Study questions –
A: Answer these questions from the kidney imaging text:
(i) With the blood vessel contrast Microfil, at what resolution can the vascular tree structure be reconstructed?
(ii) Which facility's 3rd generation of SRX enabled hierarchical phase-contrast tomography (HiP-CT)?
(iii) What two reasons does the text give for X-rays being less commonly used in kidney disease?
B: Write the next part of the kidney imaging text, following on from its final sentence.

Document text –
● ● ● ●

Progress is being made independently in various directions in imaging and omics of kidney injury. They attempted to achieve the above goals from different single aspect, such as construction of a high-resolution structural atlas of kidney, dynamical assessment of vascular or metabolic function alteration in kidney injury, non-invasive evaluation of renal function of AKI patients and systematic establishment of spatially resolved molecular atlas by transcriptomics and metabolomics.

X-ray imaging

X-rays are less commonly used in kidney disease due to low soft tissue contrast and radiation concerns for CT, yet their non-invasive and dynamic advantages make them a potentially strong competitor. The application of micro-CT in kidney imaging still relies on the various contrast agents for better soft tissue contrast now. With the help of blood vessel contrast Microfil, it is possible to reconstruct vascular tree structure with 3 μm resolution and reveal the reduction of vascular density in vitro following injury. Besides contrast agents, another way of enhancing contrast is to use synchrotron radiation X-ray (SRX). With characteristics of strong penetration, high sensitivity, multi-scale resolution and low radiation dose, it is widely used in multi-scale, high-sensitivity, low-dose and non-destructive imaging of complete organs of humans and model animals. The 3rd generation of SRX by European Synchrotron Radiation Facility (ESRF) enabled hierarchical phase-contrast tomography (HiP-CT), which further gave rise to the first cross-scale scan of an intact human kidney [7]. Through combining the breakthrough of virtual histology (VH) image digital conversion technology, it allowed construction a panoramic nondestructive 3D pathology map of kidney. The utility of SRX-based HiP-CT may play a vital role in revealing the physiological microstructure, as well as its pathophysiological alteration in time series of kidney injury. Thus, X-ray imaging has the potential of construction a brand-new and revolutionary 3D pathology diagnosis system for kidney diseases, as well as a microstructure atlas for mechanism research.

● ● ● ●

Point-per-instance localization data
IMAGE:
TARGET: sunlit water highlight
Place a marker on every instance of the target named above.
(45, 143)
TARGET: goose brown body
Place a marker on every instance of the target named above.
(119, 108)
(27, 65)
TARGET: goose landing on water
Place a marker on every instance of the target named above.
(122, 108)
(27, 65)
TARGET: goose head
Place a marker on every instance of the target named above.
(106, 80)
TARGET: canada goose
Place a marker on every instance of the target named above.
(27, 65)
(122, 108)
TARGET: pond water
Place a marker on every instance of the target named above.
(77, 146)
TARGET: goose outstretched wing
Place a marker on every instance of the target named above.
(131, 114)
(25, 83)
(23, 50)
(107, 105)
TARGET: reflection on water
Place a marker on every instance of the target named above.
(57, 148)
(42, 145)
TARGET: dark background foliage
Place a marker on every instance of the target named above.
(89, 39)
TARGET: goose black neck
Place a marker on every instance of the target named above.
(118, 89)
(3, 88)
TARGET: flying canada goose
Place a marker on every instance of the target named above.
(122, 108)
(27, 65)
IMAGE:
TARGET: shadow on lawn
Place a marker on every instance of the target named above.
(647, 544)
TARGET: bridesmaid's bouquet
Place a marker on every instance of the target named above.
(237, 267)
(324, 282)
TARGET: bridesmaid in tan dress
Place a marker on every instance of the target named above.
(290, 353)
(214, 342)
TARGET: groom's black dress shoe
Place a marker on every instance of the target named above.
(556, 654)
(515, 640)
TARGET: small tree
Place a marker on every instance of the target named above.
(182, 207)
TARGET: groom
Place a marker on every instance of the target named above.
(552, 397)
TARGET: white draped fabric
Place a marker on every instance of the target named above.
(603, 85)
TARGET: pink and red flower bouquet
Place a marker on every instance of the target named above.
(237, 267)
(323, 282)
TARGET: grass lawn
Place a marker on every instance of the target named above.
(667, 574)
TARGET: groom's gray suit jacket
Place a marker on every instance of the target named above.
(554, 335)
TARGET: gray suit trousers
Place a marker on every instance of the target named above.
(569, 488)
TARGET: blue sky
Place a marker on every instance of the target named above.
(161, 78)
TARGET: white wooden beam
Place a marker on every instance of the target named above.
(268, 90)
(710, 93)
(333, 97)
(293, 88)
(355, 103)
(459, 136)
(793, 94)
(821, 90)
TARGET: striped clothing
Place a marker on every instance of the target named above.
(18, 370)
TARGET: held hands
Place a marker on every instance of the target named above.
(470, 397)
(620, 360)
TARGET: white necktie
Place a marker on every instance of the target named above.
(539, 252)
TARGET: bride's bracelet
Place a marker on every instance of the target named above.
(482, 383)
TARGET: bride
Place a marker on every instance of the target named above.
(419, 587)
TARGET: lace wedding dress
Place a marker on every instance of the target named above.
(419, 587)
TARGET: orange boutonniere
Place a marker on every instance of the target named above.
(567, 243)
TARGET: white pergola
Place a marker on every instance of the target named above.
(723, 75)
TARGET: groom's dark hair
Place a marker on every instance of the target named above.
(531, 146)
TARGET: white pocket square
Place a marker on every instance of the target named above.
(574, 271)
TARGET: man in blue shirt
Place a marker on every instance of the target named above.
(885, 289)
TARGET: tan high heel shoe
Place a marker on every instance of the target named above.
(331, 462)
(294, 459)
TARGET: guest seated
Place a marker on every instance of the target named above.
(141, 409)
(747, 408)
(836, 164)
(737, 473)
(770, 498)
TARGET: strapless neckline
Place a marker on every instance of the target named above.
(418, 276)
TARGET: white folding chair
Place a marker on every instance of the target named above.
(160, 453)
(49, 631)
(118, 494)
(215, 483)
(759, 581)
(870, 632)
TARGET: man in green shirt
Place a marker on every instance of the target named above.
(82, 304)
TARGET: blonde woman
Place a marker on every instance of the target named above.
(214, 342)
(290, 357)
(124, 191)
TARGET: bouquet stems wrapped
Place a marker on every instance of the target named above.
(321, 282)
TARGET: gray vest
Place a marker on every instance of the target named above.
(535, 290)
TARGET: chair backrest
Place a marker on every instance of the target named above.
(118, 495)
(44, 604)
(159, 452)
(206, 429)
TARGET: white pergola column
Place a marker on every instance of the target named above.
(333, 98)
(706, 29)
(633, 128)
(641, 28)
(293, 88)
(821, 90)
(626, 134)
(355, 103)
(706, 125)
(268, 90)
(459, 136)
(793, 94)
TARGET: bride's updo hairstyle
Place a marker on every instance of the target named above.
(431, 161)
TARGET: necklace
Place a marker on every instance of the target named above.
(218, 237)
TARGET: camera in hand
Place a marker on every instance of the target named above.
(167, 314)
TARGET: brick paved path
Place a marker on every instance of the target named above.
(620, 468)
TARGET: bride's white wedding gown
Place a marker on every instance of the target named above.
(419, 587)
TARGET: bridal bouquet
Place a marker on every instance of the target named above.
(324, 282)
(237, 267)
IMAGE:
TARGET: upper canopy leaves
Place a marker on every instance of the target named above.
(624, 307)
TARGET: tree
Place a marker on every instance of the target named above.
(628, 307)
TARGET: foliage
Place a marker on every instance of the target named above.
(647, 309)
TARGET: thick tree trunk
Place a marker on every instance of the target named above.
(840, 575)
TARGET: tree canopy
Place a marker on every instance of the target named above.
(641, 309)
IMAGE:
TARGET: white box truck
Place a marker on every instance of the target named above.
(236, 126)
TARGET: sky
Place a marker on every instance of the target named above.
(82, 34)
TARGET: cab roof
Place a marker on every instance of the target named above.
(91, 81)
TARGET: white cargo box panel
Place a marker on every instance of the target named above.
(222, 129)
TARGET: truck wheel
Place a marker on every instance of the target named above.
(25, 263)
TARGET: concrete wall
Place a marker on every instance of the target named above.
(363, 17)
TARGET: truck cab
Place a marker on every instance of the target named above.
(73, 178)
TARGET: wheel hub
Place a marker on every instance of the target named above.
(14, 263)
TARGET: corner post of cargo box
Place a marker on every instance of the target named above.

● ● ● ●

Per-task outputs –
A:
(i) 3 μm
(ii) The European Synchrotron Radiation Facility (ESRF)
(iii) Low soft tissue contrast and radiation concerns for CT

B:
Molecular imaging

Real-time and non-invasive in vivo monitoring of the molecular-level pathophysiological status within renal tissues is crucial for understanding diseases and developing therapeutic targets. Currently, commonly used clinical methods, such as non-invasive measurements of glomerular filtration rate (GFR), urine sediment analysis as well as invasive renal biopsy fail to achieve the goal. Molecular imaging techniques offer the potential to observe molecular processes and blood supply inside the kidney by injecting specific radioactive substances, contrast agents, specific molecular probes or material tracers which are expected to provide more accurate and personalized functional information for the diagnosis and treatment of kidney diseases. Molecular imaging can utilize various imaging modalities such as MRI, PET-CT, single-photon emission computed tomography (SPECT) and fluorescence molecular tomography (FMT). Molecular renal probes (MRPs) are used for labeling early biomarkers of AKI, which enable long-term real-time imaging of multiple molecular events in the kidneys of live mice and further monitor the onset, progress and outcome of kidney injury [8]. Detailed molecular imaging probes in previous studies have been addressed elsewhere [9]. Besides molecular imaging, imaging based on advanced material is also rising and playing more roles in AKI diagnosis. Novel microbubbles tracked by super-resolution ultrasound (SRUS) imaging as they flow with the blood, also allowed for non-invasive in vivo evaluation of vascular function and structure following ischemia-induced AKI or various types of glomerular injury [10]. Focusing on spatial heterogeneity, cationized ferritin-enhanced magnetic resonance imaging (CFE-MRI) was used to examined the three-dimensional spatial distribution of nephron density and calculation of single nephron glomerular filtration rate (snGFR) [11]. Thus, the advanced molecular imaging facilitated the detection of focal lesions that are distributed irregularly, and make possible of the mechanism research behind. The booming of probe and material development have made molecular imaging expandable and more powerful in monitoring kidney injury precisely.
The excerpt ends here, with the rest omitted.